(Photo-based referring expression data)

--- START ---

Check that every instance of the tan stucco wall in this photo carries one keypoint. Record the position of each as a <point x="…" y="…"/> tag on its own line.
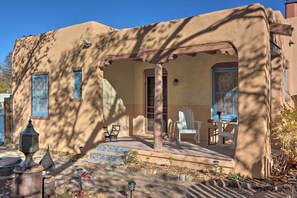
<point x="72" y="124"/>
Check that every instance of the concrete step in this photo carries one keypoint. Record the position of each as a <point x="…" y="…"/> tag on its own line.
<point x="109" y="154"/>
<point x="114" y="149"/>
<point x="107" y="158"/>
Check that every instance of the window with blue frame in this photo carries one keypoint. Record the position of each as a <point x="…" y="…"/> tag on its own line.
<point x="225" y="93"/>
<point x="77" y="84"/>
<point x="40" y="95"/>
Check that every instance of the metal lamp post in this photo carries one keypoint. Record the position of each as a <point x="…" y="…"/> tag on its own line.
<point x="29" y="144"/>
<point x="293" y="183"/>
<point x="28" y="174"/>
<point x="216" y="164"/>
<point x="131" y="187"/>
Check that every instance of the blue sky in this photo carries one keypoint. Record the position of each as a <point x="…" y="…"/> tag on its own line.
<point x="23" y="17"/>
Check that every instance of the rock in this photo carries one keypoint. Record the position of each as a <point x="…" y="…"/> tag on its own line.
<point x="212" y="182"/>
<point x="246" y="185"/>
<point x="287" y="187"/>
<point x="234" y="184"/>
<point x="189" y="178"/>
<point x="268" y="188"/>
<point x="221" y="183"/>
<point x="173" y="177"/>
<point x="182" y="177"/>
<point x="143" y="171"/>
<point x="155" y="171"/>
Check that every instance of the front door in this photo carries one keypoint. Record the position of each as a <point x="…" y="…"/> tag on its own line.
<point x="150" y="100"/>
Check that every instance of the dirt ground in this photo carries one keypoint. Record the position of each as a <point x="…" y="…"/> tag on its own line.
<point x="151" y="180"/>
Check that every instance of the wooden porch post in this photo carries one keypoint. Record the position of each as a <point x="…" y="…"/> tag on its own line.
<point x="158" y="107"/>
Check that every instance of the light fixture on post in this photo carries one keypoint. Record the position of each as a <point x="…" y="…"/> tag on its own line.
<point x="86" y="44"/>
<point x="216" y="164"/>
<point x="131" y="187"/>
<point x="293" y="182"/>
<point x="175" y="81"/>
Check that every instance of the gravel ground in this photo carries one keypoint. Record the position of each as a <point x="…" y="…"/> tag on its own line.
<point x="111" y="181"/>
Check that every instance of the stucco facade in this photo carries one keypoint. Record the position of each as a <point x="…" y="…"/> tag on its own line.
<point x="116" y="94"/>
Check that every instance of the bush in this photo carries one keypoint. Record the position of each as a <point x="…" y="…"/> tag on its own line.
<point x="284" y="131"/>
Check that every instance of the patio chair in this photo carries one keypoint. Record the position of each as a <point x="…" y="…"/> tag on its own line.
<point x="113" y="134"/>
<point x="229" y="131"/>
<point x="186" y="124"/>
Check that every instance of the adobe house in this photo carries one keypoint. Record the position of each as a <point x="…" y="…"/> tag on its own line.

--- END ---

**Task prompt:**
Leave out the pictures and set down all of the data exactly.

**Written reply:**
Check that every instance of the tan stucco wall in this photo carries one keypoint. Record the position of each as a <point x="…" y="…"/> tag on its own line.
<point x="72" y="124"/>
Check that every instance of the concrete step in this photo carries one keypoint. Record the position of each as a <point x="…" y="…"/> tag on its own line.
<point x="109" y="154"/>
<point x="114" y="149"/>
<point x="107" y="158"/>
Check that every instance of the window with blue frame in this photo carries one keypoint. Record the position of each as a <point x="…" y="…"/> tag on its own line.
<point x="225" y="93"/>
<point x="77" y="84"/>
<point x="40" y="95"/>
Check that every instance of the metal lamp post in this photo carries one keypoint. Record the position of each as a <point x="…" y="…"/> tag on its own line.
<point x="29" y="144"/>
<point x="293" y="183"/>
<point x="28" y="174"/>
<point x="216" y="164"/>
<point x="131" y="187"/>
Check that every instance of the blue sky in this photo carries one keypoint. Record the position of each as a <point x="…" y="…"/> tag on its own line.
<point x="23" y="17"/>
Check that every instance of the rock in this photo carries one keypoint. Record the position of each as a <point x="…" y="…"/> tag on its own line.
<point x="212" y="182"/>
<point x="246" y="185"/>
<point x="287" y="187"/>
<point x="234" y="184"/>
<point x="189" y="178"/>
<point x="268" y="188"/>
<point x="221" y="183"/>
<point x="173" y="177"/>
<point x="182" y="177"/>
<point x="143" y="171"/>
<point x="155" y="171"/>
Check that every instance of the front door in this photo carries one keypoint. Record the position of each as a <point x="…" y="…"/> tag on its own line.
<point x="150" y="100"/>
Check that every instance of the dirt ground in this photo carries one keypoint. Record the position of each as a <point x="…" y="…"/> tag on its own line.
<point x="151" y="180"/>
Check that every instance of the wooden porch post in this photo carries one keypoint. Record the position of each as a <point x="…" y="…"/> tag on its own line.
<point x="158" y="107"/>
Check that every instance of the light fixture on post in this photo carries one keypoint. Record the position of each as a <point x="…" y="…"/> tag on its own line.
<point x="86" y="44"/>
<point x="216" y="164"/>
<point x="131" y="187"/>
<point x="293" y="182"/>
<point x="175" y="81"/>
Check that every instance of the gravel ground in this photo carries one keypoint. Record the position of each as a <point x="…" y="…"/> tag on its own line.
<point x="111" y="181"/>
Check that every instance of the stucco facade in this photo carries one keypoint. Record the position of each as a <point x="…" y="…"/> tag on its own line.
<point x="116" y="94"/>
Check that every instance of the bush in this photo carries one keypoint. Record the position of each as a <point x="…" y="…"/> tag on its own line.
<point x="284" y="131"/>
Check that every instance of the patio chair in this photo carries one keypoint. Record the position of each as a <point x="…" y="…"/> tag on its own line.
<point x="113" y="134"/>
<point x="229" y="131"/>
<point x="186" y="124"/>
Check that every instance of the adobe house in this photo carries one keypoint. Record the position of each as a <point x="…" y="…"/> tag on its own line.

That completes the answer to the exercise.